## Begin Entries shown

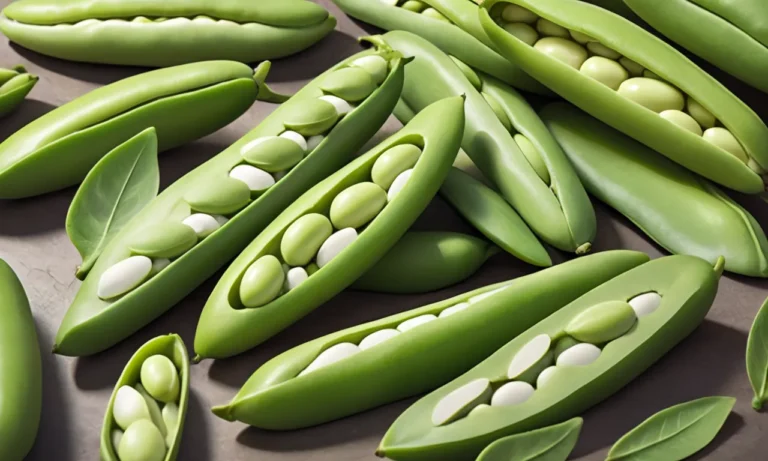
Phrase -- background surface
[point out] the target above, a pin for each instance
(33, 241)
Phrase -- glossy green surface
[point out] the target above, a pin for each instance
(226, 328)
(636, 121)
(172, 347)
(104, 31)
(21, 380)
(82, 329)
(687, 286)
(275, 398)
(680, 211)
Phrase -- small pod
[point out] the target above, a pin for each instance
(102, 31)
(170, 347)
(686, 286)
(227, 328)
(276, 397)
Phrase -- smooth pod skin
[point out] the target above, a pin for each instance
(275, 398)
(687, 286)
(560, 214)
(226, 328)
(172, 347)
(21, 380)
(421, 262)
(679, 210)
(102, 31)
(82, 329)
(646, 126)
(183, 103)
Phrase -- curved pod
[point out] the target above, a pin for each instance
(172, 32)
(275, 397)
(81, 330)
(627, 116)
(226, 328)
(686, 285)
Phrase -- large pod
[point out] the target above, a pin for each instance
(227, 327)
(679, 210)
(641, 86)
(558, 210)
(464, 330)
(158, 34)
(237, 211)
(647, 310)
(21, 370)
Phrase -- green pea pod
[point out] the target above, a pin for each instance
(446, 36)
(421, 262)
(227, 328)
(684, 288)
(667, 202)
(82, 329)
(21, 380)
(172, 32)
(172, 347)
(277, 397)
(558, 212)
(740, 171)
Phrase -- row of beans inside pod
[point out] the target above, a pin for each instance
(538, 360)
(265, 160)
(628, 78)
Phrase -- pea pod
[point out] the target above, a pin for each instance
(558, 212)
(725, 141)
(680, 211)
(21, 381)
(280, 395)
(170, 349)
(256, 198)
(172, 32)
(227, 326)
(669, 298)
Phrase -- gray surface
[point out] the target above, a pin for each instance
(33, 241)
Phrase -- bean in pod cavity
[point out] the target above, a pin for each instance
(634, 82)
(219, 207)
(575, 358)
(344, 225)
(167, 33)
(341, 374)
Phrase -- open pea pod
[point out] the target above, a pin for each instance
(555, 205)
(145, 415)
(207, 217)
(572, 360)
(255, 299)
(439, 30)
(635, 83)
(21, 370)
(679, 210)
(167, 33)
(379, 362)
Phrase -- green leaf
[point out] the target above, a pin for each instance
(757, 356)
(553, 443)
(675, 433)
(118, 187)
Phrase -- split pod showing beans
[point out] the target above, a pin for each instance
(572, 360)
(336, 231)
(145, 416)
(207, 217)
(426, 20)
(21, 370)
(636, 83)
(171, 32)
(379, 362)
(519, 157)
(679, 210)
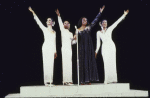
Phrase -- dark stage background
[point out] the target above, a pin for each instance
(22, 39)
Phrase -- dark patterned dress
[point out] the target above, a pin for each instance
(87, 62)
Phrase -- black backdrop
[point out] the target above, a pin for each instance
(22, 39)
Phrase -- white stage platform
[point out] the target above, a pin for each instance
(93, 90)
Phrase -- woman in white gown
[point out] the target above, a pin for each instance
(108, 49)
(48, 49)
(67, 40)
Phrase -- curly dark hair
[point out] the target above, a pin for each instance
(80, 22)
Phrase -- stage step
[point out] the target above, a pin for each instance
(94, 90)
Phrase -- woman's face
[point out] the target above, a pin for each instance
(104, 23)
(84, 21)
(49, 22)
(66, 25)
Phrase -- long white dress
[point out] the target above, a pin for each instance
(48, 50)
(66, 50)
(108, 52)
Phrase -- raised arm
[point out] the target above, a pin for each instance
(97, 17)
(119, 20)
(60, 21)
(37, 19)
(55, 47)
(98, 42)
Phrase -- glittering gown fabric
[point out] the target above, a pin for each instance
(87, 64)
(48, 50)
(108, 52)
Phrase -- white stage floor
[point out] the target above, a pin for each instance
(93, 90)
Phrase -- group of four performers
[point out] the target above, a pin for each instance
(87, 63)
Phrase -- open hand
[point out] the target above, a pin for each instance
(57, 12)
(126, 12)
(30, 9)
(101, 9)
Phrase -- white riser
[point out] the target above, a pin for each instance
(94, 90)
(131, 93)
(82, 89)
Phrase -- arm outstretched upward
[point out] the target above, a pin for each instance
(37, 19)
(119, 20)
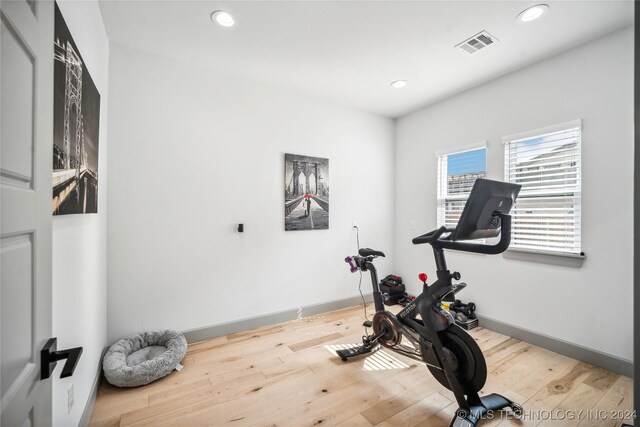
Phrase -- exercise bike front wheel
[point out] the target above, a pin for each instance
(471, 368)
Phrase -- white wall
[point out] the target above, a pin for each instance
(79, 241)
(192, 153)
(590, 305)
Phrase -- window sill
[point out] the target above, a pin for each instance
(533, 251)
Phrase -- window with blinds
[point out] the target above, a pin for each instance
(457, 172)
(546, 215)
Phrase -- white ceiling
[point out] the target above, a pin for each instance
(350, 51)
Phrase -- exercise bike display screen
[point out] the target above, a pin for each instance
(477, 220)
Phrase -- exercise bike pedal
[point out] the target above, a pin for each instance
(353, 352)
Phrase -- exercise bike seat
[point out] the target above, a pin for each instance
(370, 252)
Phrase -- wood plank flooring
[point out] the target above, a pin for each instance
(288, 375)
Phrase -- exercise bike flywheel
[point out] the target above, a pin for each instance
(392, 335)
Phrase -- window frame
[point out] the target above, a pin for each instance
(566, 126)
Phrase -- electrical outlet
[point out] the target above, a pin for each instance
(70, 398)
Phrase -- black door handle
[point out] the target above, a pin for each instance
(49, 358)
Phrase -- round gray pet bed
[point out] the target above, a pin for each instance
(143, 358)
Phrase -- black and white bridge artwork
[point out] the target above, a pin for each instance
(306, 193)
(76, 124)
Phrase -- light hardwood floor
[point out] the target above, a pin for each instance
(286, 375)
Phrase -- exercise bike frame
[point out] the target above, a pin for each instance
(471, 406)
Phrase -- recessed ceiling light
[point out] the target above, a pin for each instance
(223, 18)
(533, 13)
(399, 84)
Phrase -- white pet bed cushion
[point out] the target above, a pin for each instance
(143, 358)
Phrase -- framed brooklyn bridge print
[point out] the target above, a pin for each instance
(76, 123)
(306, 192)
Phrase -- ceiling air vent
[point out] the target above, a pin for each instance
(477, 42)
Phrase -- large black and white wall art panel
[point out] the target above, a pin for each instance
(76, 123)
(306, 193)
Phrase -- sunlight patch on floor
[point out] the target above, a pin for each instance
(378, 360)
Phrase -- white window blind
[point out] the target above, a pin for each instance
(546, 215)
(457, 172)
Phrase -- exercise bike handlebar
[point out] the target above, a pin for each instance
(433, 237)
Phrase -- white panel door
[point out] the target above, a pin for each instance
(26, 132)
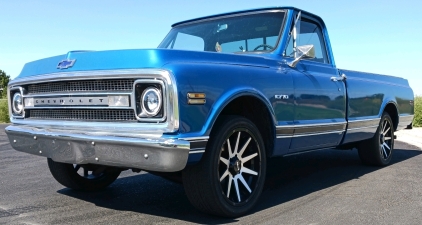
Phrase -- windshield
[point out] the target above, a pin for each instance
(243, 33)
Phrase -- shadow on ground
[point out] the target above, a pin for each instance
(287, 179)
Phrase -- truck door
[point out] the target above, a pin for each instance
(320, 99)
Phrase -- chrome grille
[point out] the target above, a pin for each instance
(83, 114)
(81, 86)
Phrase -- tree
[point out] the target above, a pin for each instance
(4, 80)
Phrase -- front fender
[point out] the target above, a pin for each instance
(228, 97)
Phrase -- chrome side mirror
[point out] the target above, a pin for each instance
(303, 51)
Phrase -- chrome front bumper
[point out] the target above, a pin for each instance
(151, 153)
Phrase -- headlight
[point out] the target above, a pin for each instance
(151, 101)
(17, 103)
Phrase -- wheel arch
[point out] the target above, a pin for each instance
(392, 109)
(251, 105)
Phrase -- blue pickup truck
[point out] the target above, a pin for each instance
(219, 96)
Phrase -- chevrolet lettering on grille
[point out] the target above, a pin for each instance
(71, 101)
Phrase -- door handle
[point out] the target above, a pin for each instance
(343, 77)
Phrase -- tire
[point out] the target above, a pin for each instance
(379, 150)
(83, 177)
(230, 176)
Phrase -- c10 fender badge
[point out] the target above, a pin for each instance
(66, 63)
(281, 97)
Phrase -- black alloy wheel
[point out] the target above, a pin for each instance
(379, 150)
(230, 176)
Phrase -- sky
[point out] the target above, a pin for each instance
(371, 36)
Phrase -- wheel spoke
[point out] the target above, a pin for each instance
(249, 171)
(77, 167)
(384, 126)
(239, 155)
(229, 148)
(225, 174)
(247, 158)
(230, 185)
(385, 153)
(386, 131)
(236, 185)
(244, 183)
(225, 161)
(237, 144)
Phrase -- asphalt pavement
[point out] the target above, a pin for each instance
(324, 187)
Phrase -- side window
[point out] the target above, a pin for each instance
(188, 42)
(250, 44)
(310, 34)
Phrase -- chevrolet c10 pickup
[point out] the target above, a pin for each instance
(219, 96)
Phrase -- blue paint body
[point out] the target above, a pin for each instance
(314, 99)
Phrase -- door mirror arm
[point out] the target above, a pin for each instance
(304, 51)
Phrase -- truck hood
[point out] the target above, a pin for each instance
(133, 59)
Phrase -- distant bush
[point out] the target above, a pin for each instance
(417, 121)
(4, 111)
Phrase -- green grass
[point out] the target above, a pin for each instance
(4, 111)
(417, 120)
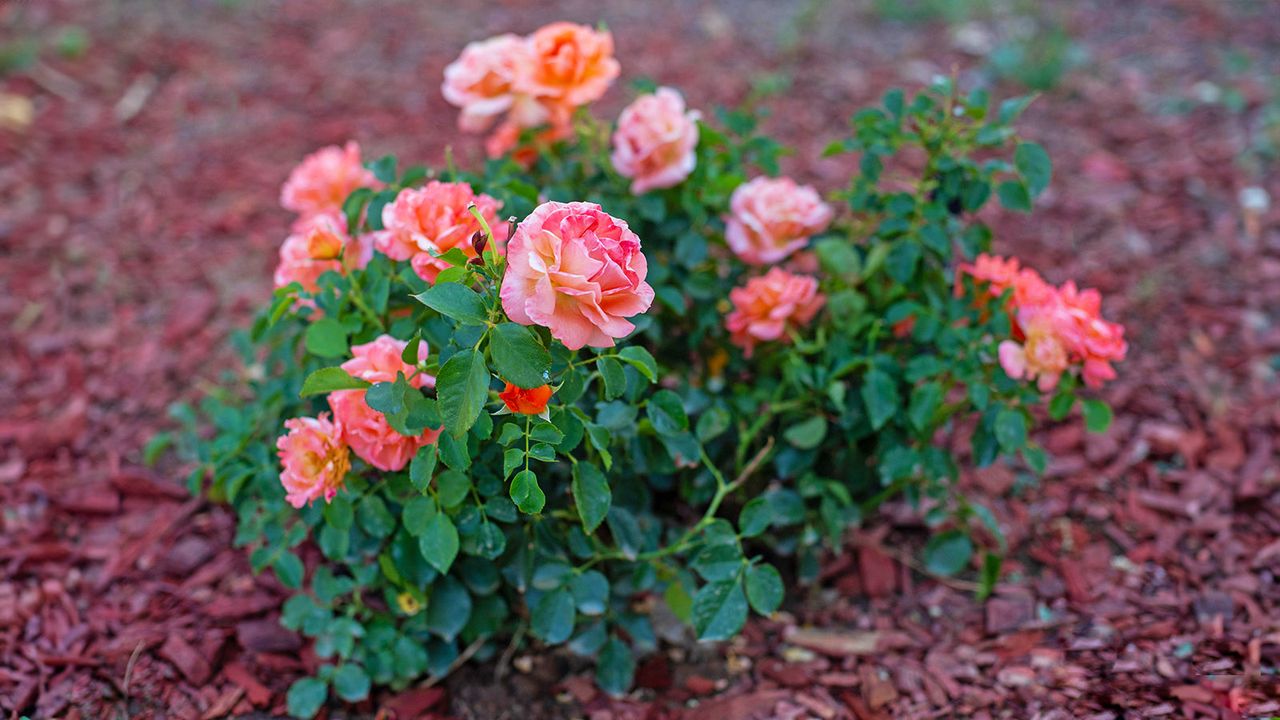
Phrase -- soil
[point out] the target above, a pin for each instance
(138, 226)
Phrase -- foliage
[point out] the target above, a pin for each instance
(670, 469)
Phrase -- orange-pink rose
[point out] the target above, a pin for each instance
(536, 81)
(366, 429)
(319, 246)
(480, 80)
(1055, 328)
(430, 220)
(656, 141)
(772, 218)
(570, 65)
(576, 270)
(324, 180)
(768, 306)
(1043, 354)
(315, 460)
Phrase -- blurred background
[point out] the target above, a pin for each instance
(144, 142)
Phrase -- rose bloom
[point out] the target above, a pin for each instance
(435, 218)
(577, 270)
(364, 428)
(1093, 340)
(320, 245)
(767, 306)
(315, 460)
(656, 141)
(526, 401)
(324, 180)
(772, 218)
(480, 80)
(1042, 355)
(568, 65)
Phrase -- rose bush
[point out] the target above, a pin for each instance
(613, 373)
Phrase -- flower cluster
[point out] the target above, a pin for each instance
(1055, 328)
(319, 244)
(421, 224)
(538, 81)
(656, 142)
(520, 419)
(768, 306)
(577, 270)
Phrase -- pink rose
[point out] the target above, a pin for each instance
(577, 270)
(366, 429)
(656, 141)
(480, 80)
(767, 306)
(772, 218)
(315, 460)
(324, 180)
(435, 219)
(1042, 355)
(570, 65)
(320, 245)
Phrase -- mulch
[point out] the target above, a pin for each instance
(138, 227)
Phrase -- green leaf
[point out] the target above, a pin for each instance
(306, 696)
(423, 466)
(807, 434)
(517, 356)
(456, 301)
(553, 616)
(1097, 415)
(452, 488)
(417, 514)
(384, 168)
(462, 388)
(1014, 196)
(947, 554)
(615, 668)
(712, 423)
(880, 395)
(288, 569)
(991, 564)
(1061, 405)
(720, 610)
(448, 609)
(525, 492)
(453, 452)
(328, 379)
(374, 516)
(764, 588)
(924, 402)
(626, 532)
(641, 360)
(718, 561)
(1010, 429)
(615, 379)
(339, 513)
(351, 683)
(1034, 165)
(592, 495)
(755, 518)
(590, 592)
(667, 413)
(439, 542)
(327, 338)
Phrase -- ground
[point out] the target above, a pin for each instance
(141, 156)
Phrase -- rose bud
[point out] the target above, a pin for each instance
(526, 401)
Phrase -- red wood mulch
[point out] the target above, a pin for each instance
(138, 224)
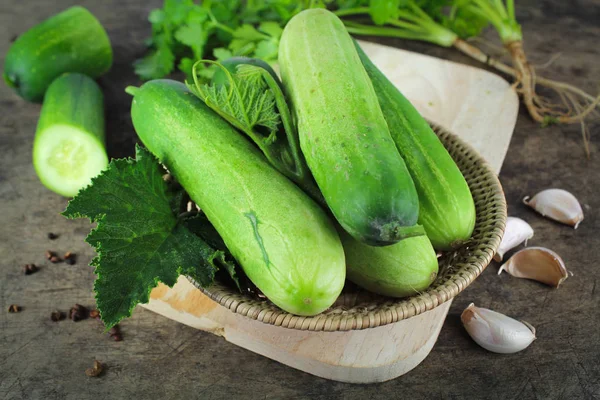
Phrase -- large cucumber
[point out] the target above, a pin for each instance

## End Entries shown

_Given instruction_
Lines from the one that contains "Phrase -- pink rose" through the last line of the data above are to be extracted exactly, with no pictures and no other lines.

_Response to the task_
Phrase -- pink rose
[point out] the target above, a pin for each instance
(577, 270)
(366, 429)
(656, 141)
(480, 80)
(767, 306)
(772, 218)
(315, 460)
(324, 180)
(435, 219)
(1042, 355)
(570, 65)
(320, 245)
Phrase -- mulch
[point out] the target above, a pin for each instance
(138, 227)
Phrase -- green leaf
[point out] the target above, a pin for each instance
(306, 696)
(423, 466)
(807, 434)
(517, 356)
(456, 301)
(553, 616)
(1097, 415)
(452, 488)
(417, 514)
(384, 168)
(462, 388)
(1014, 196)
(947, 554)
(615, 668)
(712, 423)
(880, 395)
(288, 569)
(991, 564)
(1061, 405)
(720, 610)
(448, 609)
(525, 492)
(453, 452)
(328, 379)
(374, 516)
(764, 588)
(924, 402)
(626, 532)
(641, 360)
(718, 561)
(1010, 429)
(615, 379)
(339, 513)
(351, 683)
(1034, 165)
(592, 495)
(755, 518)
(590, 592)
(667, 413)
(439, 542)
(327, 338)
Phrase -- ground
[point out] the target above, a pin for each instance
(141, 156)
Phrase -- rose bud
[point out] the target above, a pin for each instance
(526, 401)
Phrase -- red wood mulch
[point out] the target above, a pin for each instance
(138, 224)
Phrase -- large cucumber
[point out] the target above, a pin for each instance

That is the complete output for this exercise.